GIVEN PROBLEM:
Leave the pictures out and print every record below exactly as it stands.

☆ ☆ ☆

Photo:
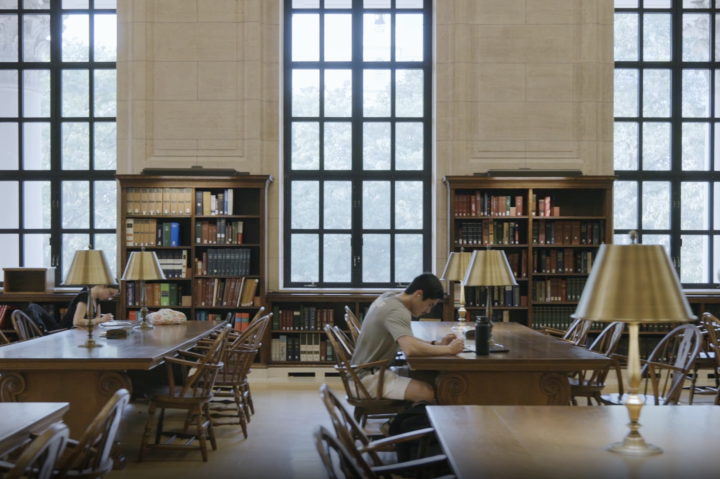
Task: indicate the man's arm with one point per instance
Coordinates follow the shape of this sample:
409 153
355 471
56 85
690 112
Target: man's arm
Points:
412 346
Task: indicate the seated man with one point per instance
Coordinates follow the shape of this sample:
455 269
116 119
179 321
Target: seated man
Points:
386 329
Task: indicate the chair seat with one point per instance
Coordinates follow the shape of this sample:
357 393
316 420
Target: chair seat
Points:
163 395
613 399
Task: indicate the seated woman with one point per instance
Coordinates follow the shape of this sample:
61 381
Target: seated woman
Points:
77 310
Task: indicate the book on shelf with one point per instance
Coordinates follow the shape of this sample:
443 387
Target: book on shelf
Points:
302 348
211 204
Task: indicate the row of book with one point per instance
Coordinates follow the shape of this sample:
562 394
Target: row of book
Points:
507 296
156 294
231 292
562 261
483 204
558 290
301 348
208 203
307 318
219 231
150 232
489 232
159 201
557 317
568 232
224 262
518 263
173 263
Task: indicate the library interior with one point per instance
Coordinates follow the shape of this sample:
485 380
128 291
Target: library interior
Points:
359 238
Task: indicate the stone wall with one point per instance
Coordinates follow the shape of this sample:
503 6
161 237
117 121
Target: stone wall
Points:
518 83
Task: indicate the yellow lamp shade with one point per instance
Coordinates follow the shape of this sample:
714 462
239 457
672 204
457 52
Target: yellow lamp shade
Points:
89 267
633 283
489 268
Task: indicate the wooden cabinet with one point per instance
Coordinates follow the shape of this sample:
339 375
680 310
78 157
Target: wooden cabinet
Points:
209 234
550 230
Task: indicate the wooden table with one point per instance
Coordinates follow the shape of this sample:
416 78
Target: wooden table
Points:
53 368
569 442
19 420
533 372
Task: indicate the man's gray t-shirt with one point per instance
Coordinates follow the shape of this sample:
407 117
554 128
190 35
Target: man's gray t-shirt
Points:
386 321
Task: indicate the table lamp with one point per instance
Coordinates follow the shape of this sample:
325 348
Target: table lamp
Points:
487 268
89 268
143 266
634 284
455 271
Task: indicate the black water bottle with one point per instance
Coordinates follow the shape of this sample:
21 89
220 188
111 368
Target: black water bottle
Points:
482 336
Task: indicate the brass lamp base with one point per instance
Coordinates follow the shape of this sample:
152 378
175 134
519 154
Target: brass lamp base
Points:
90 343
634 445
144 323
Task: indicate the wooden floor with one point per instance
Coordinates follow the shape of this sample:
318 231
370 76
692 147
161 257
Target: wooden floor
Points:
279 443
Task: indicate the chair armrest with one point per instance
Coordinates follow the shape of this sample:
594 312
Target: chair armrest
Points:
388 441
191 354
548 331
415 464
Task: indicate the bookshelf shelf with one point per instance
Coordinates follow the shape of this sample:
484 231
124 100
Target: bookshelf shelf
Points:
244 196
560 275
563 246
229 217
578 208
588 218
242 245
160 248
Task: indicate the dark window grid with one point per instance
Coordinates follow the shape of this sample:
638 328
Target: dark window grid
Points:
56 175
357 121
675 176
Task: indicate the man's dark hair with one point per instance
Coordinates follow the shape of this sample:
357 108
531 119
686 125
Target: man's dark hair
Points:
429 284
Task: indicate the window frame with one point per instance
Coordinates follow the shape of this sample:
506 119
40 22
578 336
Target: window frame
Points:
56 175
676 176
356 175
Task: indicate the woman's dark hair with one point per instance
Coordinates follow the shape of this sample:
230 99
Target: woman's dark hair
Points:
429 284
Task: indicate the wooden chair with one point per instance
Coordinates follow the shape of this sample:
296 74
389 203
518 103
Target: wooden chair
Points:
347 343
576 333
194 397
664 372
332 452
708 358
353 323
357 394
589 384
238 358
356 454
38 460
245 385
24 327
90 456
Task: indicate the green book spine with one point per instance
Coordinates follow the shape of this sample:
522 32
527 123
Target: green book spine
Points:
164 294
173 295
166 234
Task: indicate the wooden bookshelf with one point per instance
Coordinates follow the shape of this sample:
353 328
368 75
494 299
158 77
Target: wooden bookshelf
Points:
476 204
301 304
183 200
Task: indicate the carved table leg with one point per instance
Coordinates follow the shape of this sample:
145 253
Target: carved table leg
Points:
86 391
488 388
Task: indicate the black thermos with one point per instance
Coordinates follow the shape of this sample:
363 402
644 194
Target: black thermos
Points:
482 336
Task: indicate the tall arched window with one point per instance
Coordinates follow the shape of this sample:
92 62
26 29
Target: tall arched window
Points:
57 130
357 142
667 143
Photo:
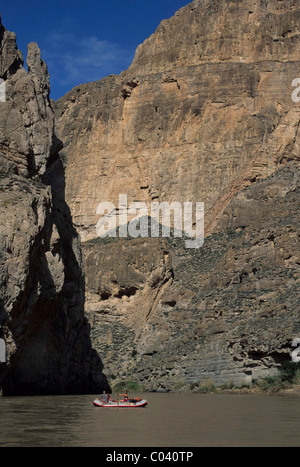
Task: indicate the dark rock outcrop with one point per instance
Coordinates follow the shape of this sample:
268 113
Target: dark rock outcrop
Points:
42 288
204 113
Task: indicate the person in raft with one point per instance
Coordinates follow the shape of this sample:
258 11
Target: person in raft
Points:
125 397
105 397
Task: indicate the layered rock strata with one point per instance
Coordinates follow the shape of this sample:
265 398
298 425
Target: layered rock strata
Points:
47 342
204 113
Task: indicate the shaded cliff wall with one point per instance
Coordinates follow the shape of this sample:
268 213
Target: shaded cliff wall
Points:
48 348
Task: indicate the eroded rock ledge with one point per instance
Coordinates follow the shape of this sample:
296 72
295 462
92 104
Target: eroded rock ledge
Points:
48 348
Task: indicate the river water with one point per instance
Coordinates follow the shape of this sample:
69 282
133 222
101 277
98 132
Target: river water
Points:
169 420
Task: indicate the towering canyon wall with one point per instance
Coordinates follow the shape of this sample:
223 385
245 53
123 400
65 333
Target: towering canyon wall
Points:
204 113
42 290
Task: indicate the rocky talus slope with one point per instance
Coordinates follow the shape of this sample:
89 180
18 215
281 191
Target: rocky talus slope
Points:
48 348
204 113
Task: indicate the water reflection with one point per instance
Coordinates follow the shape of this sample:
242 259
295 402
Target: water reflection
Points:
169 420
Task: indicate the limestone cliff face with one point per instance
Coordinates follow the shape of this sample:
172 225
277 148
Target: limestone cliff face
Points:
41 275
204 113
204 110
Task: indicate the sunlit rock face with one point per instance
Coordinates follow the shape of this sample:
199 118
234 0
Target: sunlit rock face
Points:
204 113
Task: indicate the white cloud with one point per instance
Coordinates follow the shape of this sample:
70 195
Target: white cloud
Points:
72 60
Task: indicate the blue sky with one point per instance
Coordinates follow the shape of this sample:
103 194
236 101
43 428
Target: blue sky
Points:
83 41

☆ ☆ ☆

OUTPUT OF THE TASK:
Photo:
Task: indicate the man's arm with one point per instance
Coordinates follow the shape of this sample:
409 153
355 471
56 85
690 112
Target: man's arm
Points:
412 346
Task: indicate the seated man with one point per instance
Coordinates follow the shape of this sample:
455 269
116 119
179 321
Target: seated man
Points:
386 329
Task: indicate the chair seat with one point per instance
Coordinates follow the shape of this sample:
357 393
316 420
Target: chair seat
Points:
163 395
613 399
Task: indicate the seated woman with one point per instance
Coordinates follow the shape of this sample:
61 381
Target: seated woman
Points:
77 310
Task: indicate the book on shelf with one point per instance
Coordinates follow the shape of this sample:
443 387
Target: book on shelf
Points:
302 348
211 204
Task: indicate the row of book with one point per instance
Coordinates follow the shape of this sample:
562 394
Target: row of book
Points:
507 296
156 294
231 292
562 261
483 204
558 290
301 348
208 203
307 318
219 231
150 232
489 232
159 201
557 317
568 232
224 262
518 263
173 263
Task: indicate the library interior with one point per instance
Coordinates follow the shape of this sample:
485 380
128 291
Target: library interior
Points:
359 238
Task: indicate the stone wall with one point per instance
Coordinates follow the shape of this sample:
503 6
161 237
117 121
Target: stone wall
Points:
518 83
Task: indicate the yellow lamp shade with one point per instance
Coordinates follow the shape of this sample:
714 462
239 457
672 204
457 52
Target: yellow lamp shade
Points:
89 267
633 283
489 268
Task: indicate the wooden cabinet with one point per instance
Coordinates follow the shape of this sample:
339 375
680 310
78 157
Target: wooden cabinet
Points:
209 234
550 230
Task: indicate the wooden table with one point per instance
Coordinates follow the shape of this sample:
416 78
Target: wooden table
Points:
53 368
569 442
19 420
533 372
Task: indicate the man's gray t-shirt with one point per instance
Coordinates follow the shape of this sample:
407 117
554 128
190 35
Target: man's gray t-shirt
Points:
386 321
Task: indicate the table lamp with one point per instance
Coordinates follow the shape of this sample:
325 348
Target: table lamp
Points:
487 268
89 268
143 266
634 284
455 271
Task: indicate the black water bottle with one point per instance
Coordinates follow the shape of this sample:
21 89
220 188
111 368
Target: black water bottle
Points:
482 336
Task: indicate the brass lamp base with one point per instance
Coordinates follow the shape of this sample:
152 378
175 134
519 154
Target: brass lamp base
Points:
90 343
634 445
144 323
Task: indicate the wooden floor with one point per instance
Coordinates follow the shape of this sample:
318 231
370 76
692 147
161 257
Target: wooden floor
Points:
279 443
Task: indicate the chair armrest with one point per instance
Coordinates follow the shape of this sample:
594 312
Target: chair armrest
Points:
388 441
191 354
548 331
415 464
Task: indicate the bookshelf shelf with one point per instance
Coordinates follow the shape of this sample:
484 231
124 100
Target: bookshelf shelf
Points:
244 196
560 275
563 246
229 217
578 208
588 218
242 245
160 248
Task: indicate the dark window grid with one point per instance
Coordinates follow the shape of this sample:
638 328
Target: dark window grid
Points:
56 175
357 121
675 176
Task: indicate the man's dark hair with one point per instance
Coordinates follow the shape of this sample:
357 108
531 119
686 125
Target: man's dark hair
Points:
429 284
Task: indicate the window frame with one point per instance
Coordinates follow the shape of this sample:
506 119
40 22
578 336
Target: window frame
Points:
56 175
676 176
356 175
Task: indicate the woman's dark hair with one point per instance
Coordinates follow the shape of this sample:
230 99
Target: woman's dark hair
Points:
429 284
Task: indicate the wooden chair with one point per instance
Coordinates follow the shape of this sample:
296 74
389 203
518 103
Target: wooden chair
Points:
347 343
576 333
194 397
664 372
332 452
708 358
353 323
357 394
589 384
238 358
356 454
38 460
245 385
24 327
90 456
Task: indicate the green book spine with one point per instance
Coordinates follow the shape of this sample:
522 32
527 123
Target: green book spine
Points:
164 294
173 295
166 234
Task: indicate the wooden bookshelf with one point per instance
Coordinates follow the shape of this sample:
353 328
368 75
494 299
158 77
Target: wooden bookshelf
Points:
476 204
301 304
183 200
Task: indicate the carved table leg with one point per instance
Coordinates follow the shape of this sample:
145 253
Target: carved table leg
Points:
86 391
488 388
Task: indicate the black thermos with one point per instance
Coordinates follow the shape of this sample:
363 402
644 194
Target: black thermos
Points:
482 336
Task: indicate the tall arched window with one point per instance
Coordinates follow the shape of this sample:
92 62
26 29
Target: tall arched window
Points:
57 130
357 142
667 143
Photo:
Task: indicate the dark rock outcrop with one point per instance
Coordinates follow the shape of this sample:
268 113
Target: dark rock outcrop
Points:
42 288
204 113
Task: indicate the person in raft with one point per instance
Coordinates follow the shape of this sample:
258 11
Target: person in raft
Points:
125 397
105 397
Task: indicate the layered rock strata with one point per instance
Coordinates follow the shape of this sample:
265 398
298 425
Target: layered rock strata
Points:
47 342
204 113
Task: indicate the shaded cliff wall with one point per instance
Coordinates follow the shape of this sample:
268 213
Target: shaded cliff wall
Points:
48 348
Task: indicate the eroded rock ledge with one point per instance
Coordinates follow the shape of this sample:
296 72
295 462
92 104
Target: eroded rock ledge
Points:
48 348
Task: indicate the river water with one point per instance
Coordinates follow the shape of this sample:
69 282
133 222
101 277
98 132
Target: river water
Points:
169 420
Task: indicate the towering canyon wall with one point per instance
Coordinates follow the shape of this sample:
223 385
245 53
123 400
65 333
Target: towering canyon wall
Points:
204 113
42 290
Task: indicate the rocky talus slope with one point per instance
Coordinates follow the shape of this sample:
89 180
18 215
281 191
Target: rocky talus slope
Points:
48 348
204 113
Task: indicate the water reflection with one point per instance
Coordinates follow the shape of this sample:
242 259
295 402
Target: water reflection
Points:
169 420
Task: indicate the limestone cliff face with one point per instance
Coordinates follow the shape of this sample:
172 225
277 148
Target: limestone cliff face
Points:
41 275
204 113
204 110
Task: indicate the sunlit rock face with one point per instance
Coordinates follow the shape of this sample:
199 118
234 0
Target: sunlit rock face
Points:
204 113
Task: indicate the white cloud with one point per instance
Coordinates follow the shape of this sample:
70 195
Target: white cloud
Points:
72 60
Task: indicate the blue sky with one point per instance
Coordinates follow the shape of this sample:
103 194
236 101
43 428
Target: blue sky
Points:
83 41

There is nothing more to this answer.